PASSAGE FOURNI -
● ● ● ●

Or suivant ces deux opinions, dont la premiere est la plus commune de toutes dans les écoles ; et la seconde est la plus reçeuë entre ceux qui pensent sçavoir AT II, 224 quelque chose de plus que le commun, il est évident que la Pesanteur Absoluë des corps est tousiours en eux une mesme, et qu’elle ne change point du tout, à raison de leur diverse distance du centre de la Terre.
Il y a encore une troisiéme opinion, à sçavoir de ceux qui pensent qu’il n’y a aucune Pesanteur qui ne soit Relative, et que la force ou vertu qui fait descendre les corps qu’on nomme Pesants, n’est point en eux, mais dans le centre de la Terre, ou bien en toute sa masse, laquelle les attire vers soy, comme l’aymant attire le fer, ou en quelqu’autre façon. Et selon ceux-cy, comme l’aymant et tous les autres agens naturels qui ont quelque sphere d’activité agissent tousiours davantage de prez que de loin. Il faut avoüer qu’un mesme corps pese dautant plus qu’il est plus proche du centre de la Terre.

● ● ● ●

DONNÉES ENREGISTRÉES -

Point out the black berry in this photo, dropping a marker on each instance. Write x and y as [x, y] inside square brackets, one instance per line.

● ● ● ●

ÉNONCÉ DU PROBLÈME -
Répondez à ces questions sur le passage consacré à la pesanteur :
1. Où la première des deux opinions est-elle la plus commune ?
2. Avec quoi la troisième opinion compare-t-elle la manière dont la Terre attire les corps ?
3. Selon cette troisième opinion, dans quel cas un même corps pèse-t-il davantage ?

RÉPONSE ATTENDUE -
1. Dans les écoles.
2. Avec l'aimant qui attire le fer.
3. Quand il est plus proche du centre de la Terre.